» **Task**
Please repeat the entries exactly as they appear and omit any images.

» **Point-per-instance localization data**
========
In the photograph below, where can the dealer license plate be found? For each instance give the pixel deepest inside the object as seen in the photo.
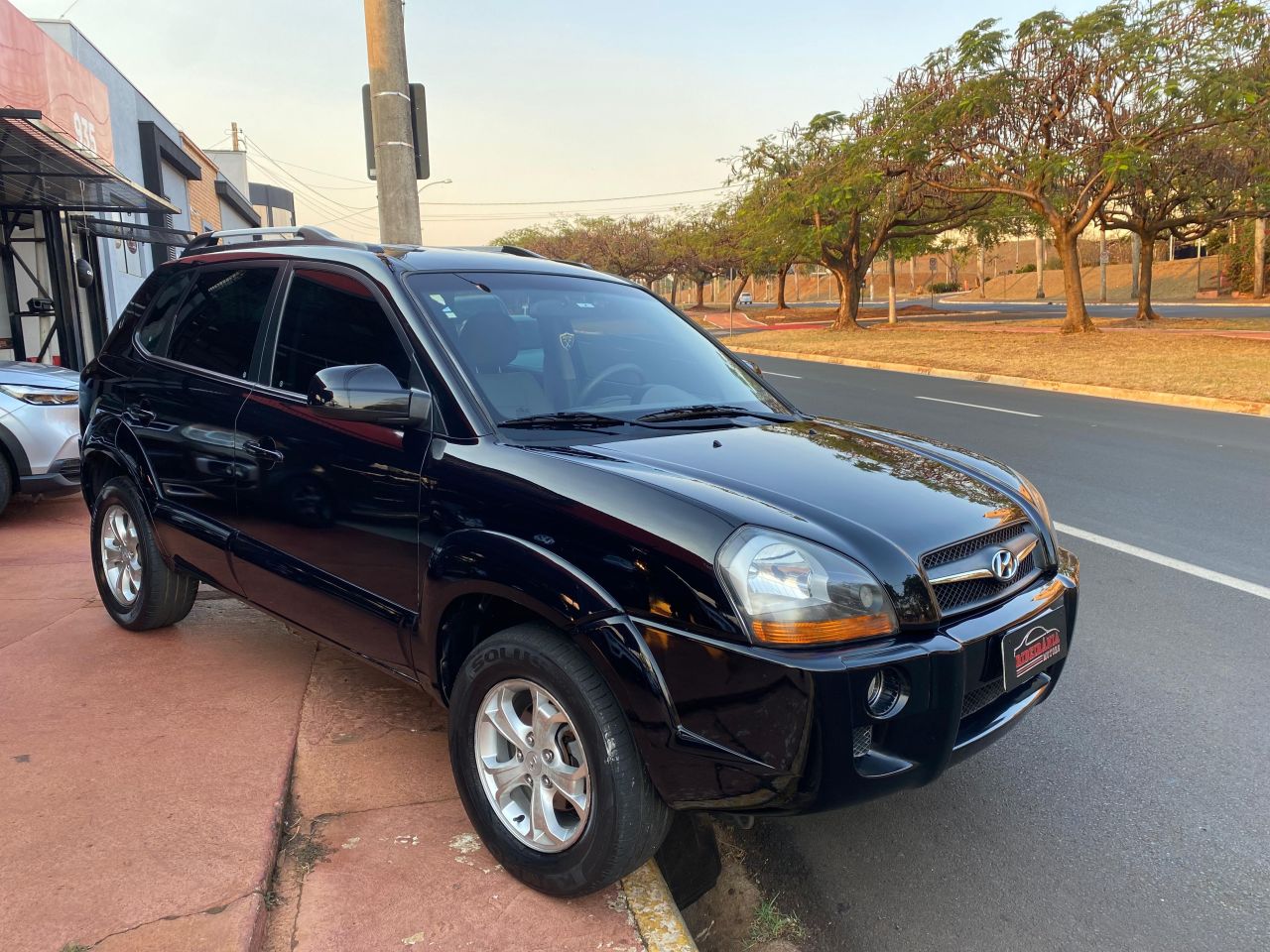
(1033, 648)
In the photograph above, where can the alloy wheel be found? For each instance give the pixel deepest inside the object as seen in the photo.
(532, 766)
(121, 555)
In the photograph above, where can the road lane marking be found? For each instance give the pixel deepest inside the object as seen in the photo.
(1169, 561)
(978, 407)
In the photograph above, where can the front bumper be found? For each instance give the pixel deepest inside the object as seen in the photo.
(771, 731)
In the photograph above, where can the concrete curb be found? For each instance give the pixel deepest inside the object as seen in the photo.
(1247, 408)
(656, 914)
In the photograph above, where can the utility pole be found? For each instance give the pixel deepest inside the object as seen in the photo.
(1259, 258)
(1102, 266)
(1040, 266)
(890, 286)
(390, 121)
========
» **Response area**
In the photograph below, where can the dealer license plate be found? For each instance give the pixel deepest inside the object as seen in the photo.
(1033, 648)
In the photograph above, where can the alloy wheel be found? For each instance give the pixel deepest inside the object as seen in the photo.
(532, 766)
(121, 555)
In the photograph above, where can the road lane marking be found? For each instance give the pixel deepest inside the object as seen in the photo.
(1169, 561)
(978, 407)
In the photograph above, where can the front bumper be found? For each instance give the pixel deepest inside the object as seen in the photo.
(771, 731)
In the photograph above, where can the concrete curb be found? For each instance give the pixel deepest inside the object as seen in the photo.
(1247, 408)
(656, 914)
In the photograph above, where can the utility pole be found? For each instance give the pixel deepest inside the object as seen in the photo.
(1259, 258)
(1102, 266)
(1040, 266)
(890, 286)
(390, 121)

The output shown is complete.